EXERCISE REQUIREMENTS: Retype the whole listing, please, keeping every line exact and dropping the pictures.

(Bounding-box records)
/---

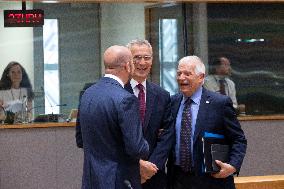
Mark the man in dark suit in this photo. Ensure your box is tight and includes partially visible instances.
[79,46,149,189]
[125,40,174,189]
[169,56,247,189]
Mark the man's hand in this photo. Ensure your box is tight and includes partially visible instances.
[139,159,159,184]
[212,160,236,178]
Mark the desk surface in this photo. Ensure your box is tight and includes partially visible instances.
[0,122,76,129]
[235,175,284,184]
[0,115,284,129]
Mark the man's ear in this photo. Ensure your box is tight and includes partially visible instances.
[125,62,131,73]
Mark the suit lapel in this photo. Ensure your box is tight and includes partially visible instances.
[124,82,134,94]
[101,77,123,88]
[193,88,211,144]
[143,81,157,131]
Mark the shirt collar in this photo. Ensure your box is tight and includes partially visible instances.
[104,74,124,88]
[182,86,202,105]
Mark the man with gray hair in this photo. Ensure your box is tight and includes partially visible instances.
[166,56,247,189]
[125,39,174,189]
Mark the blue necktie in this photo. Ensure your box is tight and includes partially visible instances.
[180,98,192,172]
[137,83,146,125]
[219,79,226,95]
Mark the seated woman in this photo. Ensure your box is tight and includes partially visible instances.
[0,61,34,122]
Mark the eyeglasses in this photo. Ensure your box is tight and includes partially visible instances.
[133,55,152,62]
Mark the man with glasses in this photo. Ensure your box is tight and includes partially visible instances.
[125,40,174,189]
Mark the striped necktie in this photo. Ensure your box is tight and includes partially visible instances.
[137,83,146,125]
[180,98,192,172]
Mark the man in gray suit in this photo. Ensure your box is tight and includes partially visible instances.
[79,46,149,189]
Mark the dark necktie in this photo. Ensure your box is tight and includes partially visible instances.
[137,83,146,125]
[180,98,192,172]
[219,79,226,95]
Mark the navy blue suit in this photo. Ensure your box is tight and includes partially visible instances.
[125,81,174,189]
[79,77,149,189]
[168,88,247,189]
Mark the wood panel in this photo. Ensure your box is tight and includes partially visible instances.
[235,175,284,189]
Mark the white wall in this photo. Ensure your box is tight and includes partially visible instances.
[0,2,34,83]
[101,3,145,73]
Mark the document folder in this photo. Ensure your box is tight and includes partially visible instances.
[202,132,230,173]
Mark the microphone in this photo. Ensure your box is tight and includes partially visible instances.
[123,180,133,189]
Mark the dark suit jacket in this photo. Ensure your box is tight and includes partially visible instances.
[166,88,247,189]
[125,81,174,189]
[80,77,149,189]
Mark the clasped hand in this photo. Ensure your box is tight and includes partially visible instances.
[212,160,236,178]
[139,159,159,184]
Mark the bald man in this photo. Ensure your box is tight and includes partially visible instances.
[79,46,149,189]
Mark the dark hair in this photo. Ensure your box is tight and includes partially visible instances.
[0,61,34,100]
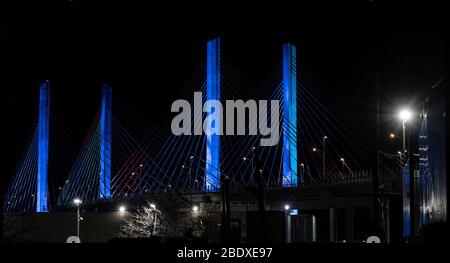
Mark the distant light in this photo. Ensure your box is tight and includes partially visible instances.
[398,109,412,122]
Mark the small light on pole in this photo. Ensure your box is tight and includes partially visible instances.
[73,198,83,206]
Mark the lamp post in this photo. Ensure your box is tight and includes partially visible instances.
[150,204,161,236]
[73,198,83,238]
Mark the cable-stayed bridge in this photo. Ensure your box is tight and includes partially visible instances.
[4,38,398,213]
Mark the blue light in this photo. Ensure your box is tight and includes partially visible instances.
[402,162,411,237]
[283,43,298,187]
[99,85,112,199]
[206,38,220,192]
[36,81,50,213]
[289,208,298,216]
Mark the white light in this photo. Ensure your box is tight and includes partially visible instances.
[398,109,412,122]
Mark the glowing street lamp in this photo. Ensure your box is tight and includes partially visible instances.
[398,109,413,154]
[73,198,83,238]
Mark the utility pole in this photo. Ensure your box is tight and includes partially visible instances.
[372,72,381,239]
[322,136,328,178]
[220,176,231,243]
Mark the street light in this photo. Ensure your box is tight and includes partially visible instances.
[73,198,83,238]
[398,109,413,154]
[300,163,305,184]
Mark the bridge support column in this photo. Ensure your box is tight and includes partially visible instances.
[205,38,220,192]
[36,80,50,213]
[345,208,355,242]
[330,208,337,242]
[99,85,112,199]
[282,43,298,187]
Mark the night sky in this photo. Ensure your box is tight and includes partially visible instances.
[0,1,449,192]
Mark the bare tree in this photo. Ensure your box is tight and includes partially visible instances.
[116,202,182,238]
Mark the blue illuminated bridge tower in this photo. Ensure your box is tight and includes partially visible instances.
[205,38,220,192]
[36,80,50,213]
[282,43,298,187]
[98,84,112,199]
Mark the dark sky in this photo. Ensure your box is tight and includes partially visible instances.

\---

ANSWER FOR THE TASK:
Mark the man in dark suit in this photo. Ensure your box is tight and includes partially visible instances.
[79,46,149,189]
[125,40,174,189]
[169,56,247,189]
Mark the man's hand in this photo. Ensure your box is tight and includes partially visible instances.
[139,159,159,184]
[212,160,236,178]
Mark the desk surface in this photo. Ensure your box is tight and includes partially visible instances.
[0,122,76,129]
[235,175,284,184]
[0,115,284,129]
Mark the man's ear in this photo. Ensure your box is tight and includes partially visible instances.
[125,62,131,73]
Mark the suit lapel in this photo. Ensure your box is tight and includes partially visible instances.
[124,82,134,94]
[101,77,123,88]
[193,88,211,144]
[143,81,157,131]
Mark the shirt collar in this photo. Ensure your box is tight and includes partially visible instances.
[104,74,124,88]
[182,86,202,105]
Mark the man with gray hair in this photo. Ensure your box is tight and includes partially visible instances.
[166,56,247,189]
[125,39,174,189]
Mark the blue necktie in this photo. Ensure your box is tight and includes partially visible instances.
[180,98,192,172]
[137,83,146,125]
[219,79,226,95]
Mark the seated woman in this photo. Ensure your box is tight and includes partially visible instances.
[0,61,34,122]
Mark the eyeglasses in this photo. Ensure your box is tight and includes partially visible instances.
[133,55,152,62]
Mark the man with glasses in this photo. Ensure your box is tight and includes partially visible instances.
[125,40,174,189]
Mark the striped necktie in this photo. Ensure your box is tight and includes partially visible instances.
[137,83,146,125]
[180,98,192,172]
Mark the man in gray suit in this photo. Ensure your box is tight and includes partially visible instances.
[79,46,149,189]
Mark the dark necktie in this photo. Ensure your box is tight and includes partially visible instances.
[137,83,146,125]
[180,98,192,172]
[219,79,226,95]
Mark the navy blue suit in this photo. Ensure your box is tight and includes partially visible instances.
[125,81,174,189]
[79,77,149,189]
[168,88,247,189]
Mark the wood panel in this photo. Ensure your box is tight and includes partially visible instances.
[235,175,284,189]
Mark the white wall in this photo. Ensure your box is tight and includes partially visible instances.
[0,2,34,83]
[101,3,145,73]
Mark the document folder in this photo. Ensure your box is tight and includes partially visible instances.
[202,132,230,173]
Mark the microphone in this photo. Ensure your box is tight and includes partially visible instances.
[123,180,133,189]
Mark the dark suit jacket in this photo. Ensure your box is tight and includes partially visible instances.
[166,88,247,189]
[125,81,174,189]
[80,77,149,189]
Mark the clasped hand in this photo. Ensure your box is tight and includes partially visible instances.
[212,160,236,178]
[139,159,159,184]
Mark the bald man in this photo. Ensure your box is tight and includes partially visible instances.
[79,46,149,189]
Mark the dark hair in this photo. Ensure your box is tight and includes partially visible instances.
[0,61,34,100]
Mark the distant light in this photo. Ensure your box is tight and includes partially visible instances.
[398,109,412,122]
Mark the small light on pole in this photo. Ensure your box is tight and includes partially visible instances.
[73,198,83,206]
Mark the lamp post in this photo. Ensure your box is tight and includes partially visible instances.
[150,204,161,236]
[73,198,83,238]
Mark the cable-stayed bridge in this photo. Ensure your box is tight and includes partially visible instances.
[4,38,398,213]
Mark the blue light in this photo. Ensure your box is tight and includes partially visible instances.
[402,162,411,237]
[283,43,298,187]
[99,85,112,199]
[206,38,220,192]
[36,81,50,213]
[289,208,298,216]
Mark the white light in this photo. Ensure your box is tight and includes partially visible instances.
[398,109,412,122]
Mark the glowing street lamp in this photo. Ensure your box is tight and includes partially visible instances.
[398,109,413,154]
[73,198,83,238]
Mark the utility pole in this photo. Ensure your box is tight and includes partially visible instances.
[372,72,381,239]
[322,136,328,178]
[220,176,231,243]
Mark the street light in this photo. Ensure your box is tight and includes partially visible instances.
[73,198,83,238]
[398,109,413,154]
[300,163,305,184]
Mark the bridge support column in this photo. Ensure your box is tight and includes partially visible instances.
[205,38,220,192]
[36,80,50,213]
[345,208,355,242]
[330,208,337,242]
[99,85,112,199]
[282,43,298,187]
Mark the night sky in this photo. Ensure your box is tight and includes partially visible instances.
[0,1,449,192]
Mark the bare tree in this photo. Ensure your box is tight and includes partially visible instances.
[116,202,182,238]
Mark the blue illuminated bridge tower in this photo. Ensure your box is tight and includes partially visible instances.
[205,38,220,192]
[36,80,50,213]
[282,43,298,187]
[98,84,112,199]
Mark the dark sky in this photo. Ensure your box is tight and includes partially visible instances.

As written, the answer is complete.